**PROBLEMS TO SOLVE**
• 1. In the tank-fire account below, list each distinct single term that combines letters and digits, spelled as it appears.
• 2. Report every line of the listing that contains the word "gable".

-- TEXT SHOWN start --

I remember the night my tank caught fire

2 Oct
“I remember the night my tank caught fire during one hell of a firefight a few klicks west of A-4. Sgt D jumped on my tank A-27 and told me we were on fire, my loader had already been hit and was laying on the turret floor, I had no turret power after being hit at least twice by an RPG, I had to traverse the turret manually to let Sgt D in the drivers hatch so he could get us off the side (?) of the perimeter, I was wounded that night also.” 

We went out to retrieve some of the 1/77th and escort them and their disabled tracks back to A4 I think, we were on are way back late afternoon almost getting dark, rained all night, some of the 1/77th guys were playing poker in a VTR in the center of the perimeter, i could hear them laughing and carrying on while I was on guard sitting in the pouring rain..

-- TEXT SHOWN end --
-- DATA SECTION start --

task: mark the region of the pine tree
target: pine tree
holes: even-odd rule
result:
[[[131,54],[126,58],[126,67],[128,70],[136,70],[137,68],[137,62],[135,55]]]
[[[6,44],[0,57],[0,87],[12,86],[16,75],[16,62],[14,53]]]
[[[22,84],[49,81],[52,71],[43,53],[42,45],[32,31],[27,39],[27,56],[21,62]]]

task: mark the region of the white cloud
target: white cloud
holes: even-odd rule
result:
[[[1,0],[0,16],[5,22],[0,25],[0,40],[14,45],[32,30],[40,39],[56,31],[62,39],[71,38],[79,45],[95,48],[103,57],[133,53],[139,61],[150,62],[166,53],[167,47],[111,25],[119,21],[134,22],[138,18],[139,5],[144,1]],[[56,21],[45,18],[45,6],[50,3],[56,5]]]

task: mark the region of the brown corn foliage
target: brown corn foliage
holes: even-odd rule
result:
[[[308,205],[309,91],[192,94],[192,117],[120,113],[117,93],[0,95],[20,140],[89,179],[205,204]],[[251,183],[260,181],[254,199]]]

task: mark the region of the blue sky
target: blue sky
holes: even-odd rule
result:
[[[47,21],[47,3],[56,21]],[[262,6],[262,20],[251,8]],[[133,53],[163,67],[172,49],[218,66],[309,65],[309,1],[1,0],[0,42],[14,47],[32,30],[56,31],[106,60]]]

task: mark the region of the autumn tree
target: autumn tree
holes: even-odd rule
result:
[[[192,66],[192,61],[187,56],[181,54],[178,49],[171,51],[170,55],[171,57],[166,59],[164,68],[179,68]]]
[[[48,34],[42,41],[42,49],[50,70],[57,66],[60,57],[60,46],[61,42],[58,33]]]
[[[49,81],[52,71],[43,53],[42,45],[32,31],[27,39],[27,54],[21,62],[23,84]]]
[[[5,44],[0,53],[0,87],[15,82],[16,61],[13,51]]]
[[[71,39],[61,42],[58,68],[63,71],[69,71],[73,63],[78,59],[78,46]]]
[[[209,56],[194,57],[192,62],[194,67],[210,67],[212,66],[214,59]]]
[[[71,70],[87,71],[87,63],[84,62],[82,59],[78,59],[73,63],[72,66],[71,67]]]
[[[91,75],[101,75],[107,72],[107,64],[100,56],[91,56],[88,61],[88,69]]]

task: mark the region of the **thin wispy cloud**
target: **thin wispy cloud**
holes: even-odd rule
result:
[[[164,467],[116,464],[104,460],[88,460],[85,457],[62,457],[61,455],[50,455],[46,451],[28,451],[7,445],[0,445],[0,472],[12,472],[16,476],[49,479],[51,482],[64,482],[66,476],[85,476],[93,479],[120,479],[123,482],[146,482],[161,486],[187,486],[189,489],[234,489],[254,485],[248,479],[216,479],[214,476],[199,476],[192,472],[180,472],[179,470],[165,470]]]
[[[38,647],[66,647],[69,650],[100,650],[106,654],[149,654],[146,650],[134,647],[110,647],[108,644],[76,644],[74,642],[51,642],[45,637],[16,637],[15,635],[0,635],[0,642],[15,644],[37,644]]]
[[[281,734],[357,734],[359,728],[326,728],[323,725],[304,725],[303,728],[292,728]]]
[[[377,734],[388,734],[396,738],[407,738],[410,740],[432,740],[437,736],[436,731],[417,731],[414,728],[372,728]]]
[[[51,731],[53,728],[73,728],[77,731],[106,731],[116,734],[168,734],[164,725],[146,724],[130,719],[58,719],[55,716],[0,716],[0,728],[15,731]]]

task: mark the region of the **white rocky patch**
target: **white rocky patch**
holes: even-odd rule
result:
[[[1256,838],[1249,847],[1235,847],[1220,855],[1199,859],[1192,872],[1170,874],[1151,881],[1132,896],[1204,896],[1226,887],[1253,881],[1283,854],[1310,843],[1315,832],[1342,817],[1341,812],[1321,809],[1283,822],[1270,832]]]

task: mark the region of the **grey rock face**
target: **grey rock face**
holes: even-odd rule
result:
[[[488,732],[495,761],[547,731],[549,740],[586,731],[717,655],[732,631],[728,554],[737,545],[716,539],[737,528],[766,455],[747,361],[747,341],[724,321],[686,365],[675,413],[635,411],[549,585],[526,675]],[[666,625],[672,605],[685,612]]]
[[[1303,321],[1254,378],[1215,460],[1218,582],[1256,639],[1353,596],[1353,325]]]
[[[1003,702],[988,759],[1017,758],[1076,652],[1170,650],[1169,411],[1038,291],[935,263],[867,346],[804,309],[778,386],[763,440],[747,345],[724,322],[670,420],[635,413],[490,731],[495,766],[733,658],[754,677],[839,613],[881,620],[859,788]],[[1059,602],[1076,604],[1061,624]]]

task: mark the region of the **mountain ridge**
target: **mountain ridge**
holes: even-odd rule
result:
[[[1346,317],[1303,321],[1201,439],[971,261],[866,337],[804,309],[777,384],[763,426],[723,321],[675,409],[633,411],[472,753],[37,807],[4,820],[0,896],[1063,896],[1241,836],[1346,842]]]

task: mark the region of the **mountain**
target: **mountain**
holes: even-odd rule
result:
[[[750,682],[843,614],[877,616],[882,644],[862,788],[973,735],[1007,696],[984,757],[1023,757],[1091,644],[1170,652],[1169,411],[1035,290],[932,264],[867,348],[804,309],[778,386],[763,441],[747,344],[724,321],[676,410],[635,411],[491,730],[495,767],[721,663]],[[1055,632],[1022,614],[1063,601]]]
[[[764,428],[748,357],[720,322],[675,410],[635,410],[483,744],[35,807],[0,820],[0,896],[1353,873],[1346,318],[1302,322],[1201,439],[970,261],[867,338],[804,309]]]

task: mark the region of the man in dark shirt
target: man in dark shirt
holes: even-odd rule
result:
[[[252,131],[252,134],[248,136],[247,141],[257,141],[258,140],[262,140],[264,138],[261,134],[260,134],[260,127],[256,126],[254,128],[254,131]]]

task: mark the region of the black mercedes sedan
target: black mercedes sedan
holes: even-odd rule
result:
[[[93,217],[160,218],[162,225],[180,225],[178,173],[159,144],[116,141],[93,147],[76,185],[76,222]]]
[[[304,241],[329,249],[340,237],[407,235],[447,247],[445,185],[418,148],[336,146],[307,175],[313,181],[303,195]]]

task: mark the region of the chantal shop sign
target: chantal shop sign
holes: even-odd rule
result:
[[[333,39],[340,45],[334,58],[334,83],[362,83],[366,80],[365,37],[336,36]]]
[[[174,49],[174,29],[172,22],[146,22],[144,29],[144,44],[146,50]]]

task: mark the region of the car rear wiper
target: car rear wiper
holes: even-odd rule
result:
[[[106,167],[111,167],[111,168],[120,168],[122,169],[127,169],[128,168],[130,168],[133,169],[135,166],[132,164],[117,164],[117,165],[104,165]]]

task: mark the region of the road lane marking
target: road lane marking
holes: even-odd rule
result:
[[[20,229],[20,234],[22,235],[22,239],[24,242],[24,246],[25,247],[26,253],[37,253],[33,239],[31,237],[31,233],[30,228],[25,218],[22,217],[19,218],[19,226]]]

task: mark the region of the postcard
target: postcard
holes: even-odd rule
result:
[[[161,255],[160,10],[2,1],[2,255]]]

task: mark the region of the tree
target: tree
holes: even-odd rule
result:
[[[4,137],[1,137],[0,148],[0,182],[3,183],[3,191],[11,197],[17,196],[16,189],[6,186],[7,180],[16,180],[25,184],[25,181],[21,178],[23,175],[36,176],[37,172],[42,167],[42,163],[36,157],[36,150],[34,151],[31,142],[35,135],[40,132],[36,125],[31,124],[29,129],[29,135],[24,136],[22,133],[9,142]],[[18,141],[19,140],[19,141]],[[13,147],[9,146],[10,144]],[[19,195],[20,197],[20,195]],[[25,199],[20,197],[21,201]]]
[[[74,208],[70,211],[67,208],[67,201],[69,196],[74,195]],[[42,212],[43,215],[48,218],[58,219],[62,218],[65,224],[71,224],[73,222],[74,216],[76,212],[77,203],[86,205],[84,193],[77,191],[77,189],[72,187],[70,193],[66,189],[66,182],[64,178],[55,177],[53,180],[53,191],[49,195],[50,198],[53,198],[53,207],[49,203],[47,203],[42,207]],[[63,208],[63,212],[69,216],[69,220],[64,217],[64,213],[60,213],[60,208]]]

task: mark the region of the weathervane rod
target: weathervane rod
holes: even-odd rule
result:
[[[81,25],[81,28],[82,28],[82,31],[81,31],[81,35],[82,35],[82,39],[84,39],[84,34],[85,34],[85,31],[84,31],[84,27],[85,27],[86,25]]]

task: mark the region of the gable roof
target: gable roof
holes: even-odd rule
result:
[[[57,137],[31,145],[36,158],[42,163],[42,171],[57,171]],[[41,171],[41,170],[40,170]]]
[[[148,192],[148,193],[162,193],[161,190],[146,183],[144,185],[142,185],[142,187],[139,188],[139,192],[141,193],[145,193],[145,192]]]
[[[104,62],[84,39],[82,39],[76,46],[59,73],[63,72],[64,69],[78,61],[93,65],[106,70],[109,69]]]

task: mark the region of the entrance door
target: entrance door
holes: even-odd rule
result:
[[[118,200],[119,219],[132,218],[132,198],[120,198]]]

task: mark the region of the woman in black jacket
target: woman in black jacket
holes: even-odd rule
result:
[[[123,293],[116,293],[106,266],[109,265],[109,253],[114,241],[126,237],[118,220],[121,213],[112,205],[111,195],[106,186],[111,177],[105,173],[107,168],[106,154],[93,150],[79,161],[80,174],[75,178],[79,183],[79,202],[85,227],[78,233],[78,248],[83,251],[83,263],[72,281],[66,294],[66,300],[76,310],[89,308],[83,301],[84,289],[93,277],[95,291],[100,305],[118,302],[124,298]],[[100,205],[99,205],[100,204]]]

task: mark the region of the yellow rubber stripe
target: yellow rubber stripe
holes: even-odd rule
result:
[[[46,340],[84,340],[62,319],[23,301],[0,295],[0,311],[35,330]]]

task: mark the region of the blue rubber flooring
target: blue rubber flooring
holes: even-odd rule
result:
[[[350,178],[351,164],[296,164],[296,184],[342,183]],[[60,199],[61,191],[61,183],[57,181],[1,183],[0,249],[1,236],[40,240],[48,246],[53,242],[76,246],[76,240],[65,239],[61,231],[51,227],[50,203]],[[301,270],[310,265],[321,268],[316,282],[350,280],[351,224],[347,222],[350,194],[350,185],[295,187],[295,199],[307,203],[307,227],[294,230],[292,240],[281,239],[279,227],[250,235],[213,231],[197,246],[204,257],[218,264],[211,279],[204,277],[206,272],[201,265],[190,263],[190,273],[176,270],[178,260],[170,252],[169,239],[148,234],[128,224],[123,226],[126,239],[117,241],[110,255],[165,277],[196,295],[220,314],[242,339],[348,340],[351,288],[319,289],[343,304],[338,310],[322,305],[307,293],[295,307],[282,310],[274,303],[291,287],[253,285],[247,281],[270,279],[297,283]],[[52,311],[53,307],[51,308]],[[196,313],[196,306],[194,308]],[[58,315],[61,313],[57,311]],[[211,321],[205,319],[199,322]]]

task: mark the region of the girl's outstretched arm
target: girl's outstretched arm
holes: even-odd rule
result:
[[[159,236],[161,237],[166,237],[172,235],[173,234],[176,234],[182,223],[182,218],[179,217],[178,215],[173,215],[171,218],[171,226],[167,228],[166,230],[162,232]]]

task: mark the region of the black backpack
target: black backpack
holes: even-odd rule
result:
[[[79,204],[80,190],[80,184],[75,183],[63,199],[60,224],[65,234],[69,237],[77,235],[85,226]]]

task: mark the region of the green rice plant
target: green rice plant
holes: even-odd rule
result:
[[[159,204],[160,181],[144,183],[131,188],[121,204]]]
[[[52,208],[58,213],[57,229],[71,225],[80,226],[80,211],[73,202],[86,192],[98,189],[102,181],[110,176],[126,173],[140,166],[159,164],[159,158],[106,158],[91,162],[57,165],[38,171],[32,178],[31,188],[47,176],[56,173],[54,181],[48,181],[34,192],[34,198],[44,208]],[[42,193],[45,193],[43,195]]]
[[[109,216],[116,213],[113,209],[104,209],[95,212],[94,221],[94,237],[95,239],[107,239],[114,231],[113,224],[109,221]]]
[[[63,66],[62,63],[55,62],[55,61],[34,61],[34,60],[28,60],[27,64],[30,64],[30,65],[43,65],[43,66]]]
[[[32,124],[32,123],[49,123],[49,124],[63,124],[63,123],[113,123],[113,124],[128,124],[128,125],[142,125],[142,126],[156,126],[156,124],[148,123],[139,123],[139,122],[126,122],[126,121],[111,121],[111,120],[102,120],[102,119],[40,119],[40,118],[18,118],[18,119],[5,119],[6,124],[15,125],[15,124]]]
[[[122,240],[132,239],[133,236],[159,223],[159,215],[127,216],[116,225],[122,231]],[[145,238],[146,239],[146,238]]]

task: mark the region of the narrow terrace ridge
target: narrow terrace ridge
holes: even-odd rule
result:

-- DATA SECTION end --

**THE SOLUTIONS**
• 1. A-4, A-27, 1/77th, A4

• 2.
task: mark the region of the gable roof
target: gable roof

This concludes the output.